- Dataset excerpts:
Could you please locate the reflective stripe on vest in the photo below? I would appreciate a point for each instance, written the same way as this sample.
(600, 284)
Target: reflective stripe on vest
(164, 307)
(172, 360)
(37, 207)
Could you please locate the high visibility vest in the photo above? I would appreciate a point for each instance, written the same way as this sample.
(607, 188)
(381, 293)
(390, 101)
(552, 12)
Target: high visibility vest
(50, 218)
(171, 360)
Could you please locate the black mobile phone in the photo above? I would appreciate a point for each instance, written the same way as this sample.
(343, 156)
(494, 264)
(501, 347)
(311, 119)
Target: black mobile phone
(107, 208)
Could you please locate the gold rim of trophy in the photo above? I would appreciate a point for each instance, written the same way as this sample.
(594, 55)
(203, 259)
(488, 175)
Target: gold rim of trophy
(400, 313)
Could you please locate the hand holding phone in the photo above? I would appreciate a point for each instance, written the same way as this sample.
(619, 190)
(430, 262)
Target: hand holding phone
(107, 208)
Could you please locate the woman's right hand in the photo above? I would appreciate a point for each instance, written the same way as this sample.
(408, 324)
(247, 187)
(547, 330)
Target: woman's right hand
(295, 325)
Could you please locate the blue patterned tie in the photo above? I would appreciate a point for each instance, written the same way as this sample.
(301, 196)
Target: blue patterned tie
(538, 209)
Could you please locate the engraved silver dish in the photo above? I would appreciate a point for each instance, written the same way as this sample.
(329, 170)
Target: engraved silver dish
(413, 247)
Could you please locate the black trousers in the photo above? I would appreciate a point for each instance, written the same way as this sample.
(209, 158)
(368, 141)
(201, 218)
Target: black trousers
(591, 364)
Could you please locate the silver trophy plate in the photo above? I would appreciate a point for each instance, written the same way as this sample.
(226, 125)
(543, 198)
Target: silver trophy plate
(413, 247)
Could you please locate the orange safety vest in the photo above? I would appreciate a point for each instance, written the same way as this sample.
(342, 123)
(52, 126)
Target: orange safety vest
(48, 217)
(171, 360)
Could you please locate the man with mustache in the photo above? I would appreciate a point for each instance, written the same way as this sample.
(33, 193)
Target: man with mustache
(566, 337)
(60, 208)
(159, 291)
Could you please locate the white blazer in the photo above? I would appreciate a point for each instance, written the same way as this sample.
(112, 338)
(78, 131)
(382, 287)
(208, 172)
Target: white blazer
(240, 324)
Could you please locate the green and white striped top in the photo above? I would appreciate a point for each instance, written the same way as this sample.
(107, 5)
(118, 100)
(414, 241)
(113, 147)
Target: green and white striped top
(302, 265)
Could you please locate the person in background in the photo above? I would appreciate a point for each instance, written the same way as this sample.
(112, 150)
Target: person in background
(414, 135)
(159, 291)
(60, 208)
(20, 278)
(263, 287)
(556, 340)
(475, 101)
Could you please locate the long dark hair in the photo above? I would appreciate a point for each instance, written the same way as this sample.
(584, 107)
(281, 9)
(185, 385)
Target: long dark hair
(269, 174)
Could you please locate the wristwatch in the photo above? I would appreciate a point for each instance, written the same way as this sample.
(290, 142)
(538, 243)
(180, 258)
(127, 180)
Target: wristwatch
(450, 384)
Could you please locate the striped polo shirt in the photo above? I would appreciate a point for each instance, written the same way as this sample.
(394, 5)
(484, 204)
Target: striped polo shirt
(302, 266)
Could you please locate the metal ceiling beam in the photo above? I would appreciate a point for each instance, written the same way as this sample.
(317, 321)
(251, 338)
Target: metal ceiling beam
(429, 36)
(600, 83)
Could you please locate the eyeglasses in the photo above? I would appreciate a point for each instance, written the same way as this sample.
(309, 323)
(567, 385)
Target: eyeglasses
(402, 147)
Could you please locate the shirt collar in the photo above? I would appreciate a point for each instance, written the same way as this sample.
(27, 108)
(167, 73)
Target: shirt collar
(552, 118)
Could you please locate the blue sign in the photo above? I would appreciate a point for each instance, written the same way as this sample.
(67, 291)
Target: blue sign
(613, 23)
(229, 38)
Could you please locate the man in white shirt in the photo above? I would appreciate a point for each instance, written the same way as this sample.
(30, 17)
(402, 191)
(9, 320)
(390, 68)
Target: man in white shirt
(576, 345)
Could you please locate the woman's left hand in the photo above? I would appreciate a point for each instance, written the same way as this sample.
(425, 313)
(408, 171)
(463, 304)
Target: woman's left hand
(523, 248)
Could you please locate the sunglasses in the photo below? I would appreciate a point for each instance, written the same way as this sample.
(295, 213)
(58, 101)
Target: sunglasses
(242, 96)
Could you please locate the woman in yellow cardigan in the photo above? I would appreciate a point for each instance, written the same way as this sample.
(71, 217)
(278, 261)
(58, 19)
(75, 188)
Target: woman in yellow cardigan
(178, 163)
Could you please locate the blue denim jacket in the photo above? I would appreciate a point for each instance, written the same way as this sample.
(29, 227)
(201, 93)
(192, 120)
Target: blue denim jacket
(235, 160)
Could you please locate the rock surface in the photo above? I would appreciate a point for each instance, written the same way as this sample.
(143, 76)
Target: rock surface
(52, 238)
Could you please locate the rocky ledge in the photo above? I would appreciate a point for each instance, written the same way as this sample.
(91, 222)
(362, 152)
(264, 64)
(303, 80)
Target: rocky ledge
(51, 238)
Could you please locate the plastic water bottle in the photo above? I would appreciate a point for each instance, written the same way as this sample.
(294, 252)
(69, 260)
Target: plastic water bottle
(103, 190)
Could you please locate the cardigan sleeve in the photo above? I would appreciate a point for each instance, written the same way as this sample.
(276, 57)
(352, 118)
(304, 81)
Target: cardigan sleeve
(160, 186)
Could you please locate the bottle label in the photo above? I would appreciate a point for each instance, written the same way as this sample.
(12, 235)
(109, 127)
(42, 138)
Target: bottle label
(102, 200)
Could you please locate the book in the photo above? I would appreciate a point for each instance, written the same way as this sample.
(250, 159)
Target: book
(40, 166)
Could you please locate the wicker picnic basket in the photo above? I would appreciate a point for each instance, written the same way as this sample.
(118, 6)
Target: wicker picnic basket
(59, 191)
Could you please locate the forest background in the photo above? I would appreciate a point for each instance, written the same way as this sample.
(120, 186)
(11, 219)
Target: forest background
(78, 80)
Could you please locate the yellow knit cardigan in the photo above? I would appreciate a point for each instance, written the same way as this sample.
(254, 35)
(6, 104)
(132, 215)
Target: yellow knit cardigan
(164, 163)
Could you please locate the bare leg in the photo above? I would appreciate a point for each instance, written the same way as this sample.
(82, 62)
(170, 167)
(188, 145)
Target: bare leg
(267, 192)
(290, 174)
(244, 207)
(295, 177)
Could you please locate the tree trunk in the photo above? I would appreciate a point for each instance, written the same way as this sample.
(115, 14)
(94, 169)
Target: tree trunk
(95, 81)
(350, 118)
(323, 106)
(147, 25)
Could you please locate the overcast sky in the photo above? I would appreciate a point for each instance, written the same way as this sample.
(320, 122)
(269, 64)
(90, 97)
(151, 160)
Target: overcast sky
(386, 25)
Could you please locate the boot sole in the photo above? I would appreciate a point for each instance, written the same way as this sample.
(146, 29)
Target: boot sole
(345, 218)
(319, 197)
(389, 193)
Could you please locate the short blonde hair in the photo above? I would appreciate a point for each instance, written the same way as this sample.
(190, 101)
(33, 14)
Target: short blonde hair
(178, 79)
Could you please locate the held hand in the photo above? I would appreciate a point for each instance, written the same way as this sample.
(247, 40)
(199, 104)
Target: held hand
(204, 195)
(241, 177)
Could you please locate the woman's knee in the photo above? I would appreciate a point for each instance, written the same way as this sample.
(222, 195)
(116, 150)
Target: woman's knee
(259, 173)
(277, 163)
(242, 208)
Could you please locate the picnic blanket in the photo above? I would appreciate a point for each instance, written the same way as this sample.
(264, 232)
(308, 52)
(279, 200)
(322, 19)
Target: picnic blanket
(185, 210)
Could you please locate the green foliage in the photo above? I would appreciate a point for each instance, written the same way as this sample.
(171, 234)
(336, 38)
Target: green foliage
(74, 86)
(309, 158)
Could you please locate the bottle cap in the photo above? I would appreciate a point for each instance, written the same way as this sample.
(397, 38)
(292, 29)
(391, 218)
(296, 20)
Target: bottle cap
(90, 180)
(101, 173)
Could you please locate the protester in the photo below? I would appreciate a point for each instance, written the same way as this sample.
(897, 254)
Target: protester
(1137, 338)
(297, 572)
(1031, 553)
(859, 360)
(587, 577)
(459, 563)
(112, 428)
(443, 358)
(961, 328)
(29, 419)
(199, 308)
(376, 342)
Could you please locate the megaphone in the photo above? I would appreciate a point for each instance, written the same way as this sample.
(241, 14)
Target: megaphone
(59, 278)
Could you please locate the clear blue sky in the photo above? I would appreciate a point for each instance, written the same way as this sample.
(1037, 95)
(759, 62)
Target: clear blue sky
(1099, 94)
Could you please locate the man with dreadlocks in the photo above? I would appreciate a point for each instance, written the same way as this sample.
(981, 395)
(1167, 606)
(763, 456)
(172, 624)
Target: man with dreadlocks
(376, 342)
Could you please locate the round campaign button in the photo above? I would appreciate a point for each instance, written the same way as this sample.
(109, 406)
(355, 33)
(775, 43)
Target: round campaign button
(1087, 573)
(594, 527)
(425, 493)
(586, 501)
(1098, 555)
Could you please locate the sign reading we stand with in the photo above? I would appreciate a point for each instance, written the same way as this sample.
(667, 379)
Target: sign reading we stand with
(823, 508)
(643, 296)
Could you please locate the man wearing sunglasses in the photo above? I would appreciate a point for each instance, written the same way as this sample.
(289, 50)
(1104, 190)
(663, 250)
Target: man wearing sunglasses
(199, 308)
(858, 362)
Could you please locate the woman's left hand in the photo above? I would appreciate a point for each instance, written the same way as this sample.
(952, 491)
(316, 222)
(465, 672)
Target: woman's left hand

- What you need to do:
Once you have counted the lines above that contain "below", give that number alone.

- Response to this task:
3